Write out the whole listing exactly as it stands.

(Beginning of GIVEN DATA)

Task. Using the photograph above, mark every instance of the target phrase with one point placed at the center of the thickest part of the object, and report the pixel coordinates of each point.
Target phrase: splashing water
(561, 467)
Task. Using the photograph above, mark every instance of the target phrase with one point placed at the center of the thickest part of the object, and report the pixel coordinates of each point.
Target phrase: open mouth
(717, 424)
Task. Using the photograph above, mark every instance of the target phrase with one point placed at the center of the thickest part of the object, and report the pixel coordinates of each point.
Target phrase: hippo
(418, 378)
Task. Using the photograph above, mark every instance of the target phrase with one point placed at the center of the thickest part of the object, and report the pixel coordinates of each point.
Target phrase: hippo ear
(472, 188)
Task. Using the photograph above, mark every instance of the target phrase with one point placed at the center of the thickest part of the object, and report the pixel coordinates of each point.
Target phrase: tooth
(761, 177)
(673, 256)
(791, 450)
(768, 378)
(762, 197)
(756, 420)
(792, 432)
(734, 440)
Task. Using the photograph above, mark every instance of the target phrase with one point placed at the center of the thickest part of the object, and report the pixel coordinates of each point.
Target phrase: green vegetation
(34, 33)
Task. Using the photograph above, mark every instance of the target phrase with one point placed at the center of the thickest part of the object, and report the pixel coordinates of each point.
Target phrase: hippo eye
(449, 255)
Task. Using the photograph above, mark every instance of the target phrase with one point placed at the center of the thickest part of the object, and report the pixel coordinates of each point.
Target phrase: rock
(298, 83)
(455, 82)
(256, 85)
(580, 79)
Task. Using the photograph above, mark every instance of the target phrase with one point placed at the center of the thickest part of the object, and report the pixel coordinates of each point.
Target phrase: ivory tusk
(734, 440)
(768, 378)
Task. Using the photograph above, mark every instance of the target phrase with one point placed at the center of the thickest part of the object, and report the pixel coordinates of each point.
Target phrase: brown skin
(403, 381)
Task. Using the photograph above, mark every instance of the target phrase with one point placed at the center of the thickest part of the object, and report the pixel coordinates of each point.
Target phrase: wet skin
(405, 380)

(End of GIVEN DATA)

(RESPONSE BELOW):
Task. Using the photograph above, mark every instance of the target phrase with one point placed at the center of the thickest part of the object, and report the pixel coordinates of each point.
Target phrase: splashing water
(561, 467)
Task. Using the photograph above, mark every instance of the target phrase with one point placed at the center of the thickest part of the object, and report the pixel coordinates of each point.
Target phrase: open mouth
(717, 424)
Task. Using the photograph above, mark every instance of the target phrase with one point placed at the center of the thickest part of the object, and report the pixel coordinates of each point.
Target phrase: hippo
(418, 378)
Task. Using the photograph above, mark every instance of the target phrase with one point placed at the center of the thickest part of the object, and report the pixel coordinates of each point.
Target phrase: hippo ear
(472, 188)
Task. Using the photograph above, mark every instance of the target phrase with one point placed at the center of the thickest part of the object, and report the pixel coordinates of each point.
Target phrase: tooth
(761, 177)
(673, 256)
(791, 450)
(768, 378)
(762, 197)
(756, 420)
(792, 432)
(734, 440)
Task. Using the photograph above, mark every instance of the target phrase with one point placed at the center of the thickest part of the object, and report the pixel coordinates of each point.
Target phrase: green vegetation
(34, 33)
Task. Using the photograph above, mark every instance of the target phrase with one point placed at the center of the thickest part of the object, and report the pixel coordinates of each point.
Target phrase: hippo eye
(449, 255)
Task. Using the photograph above, mark every instance of the target phrase with one point placed at the center of the thickest part of the object, and report the pixel coordinates of each point.
Target phrase: rock
(298, 83)
(455, 82)
(256, 85)
(580, 79)
Task. Using the photograph above, mark every instance of the target phrase with one point placed at the center of the thickest part of the object, and report the pixel coordinates of each point.
Target phrase: ivory tusk
(734, 440)
(768, 378)
Task. Using the photograph above, mark every instance of the target phrase with one point placed at the center of the thickest part of the object, and report the pixel coordinates of each point.
Target phrase: brown skin
(403, 381)
Task. Using the photograph above, mark every instance of the target phrase with one point placed at the center of the thickest part of the object, and report the pixel coordinates of each point.
Target phrase: wet skin
(405, 380)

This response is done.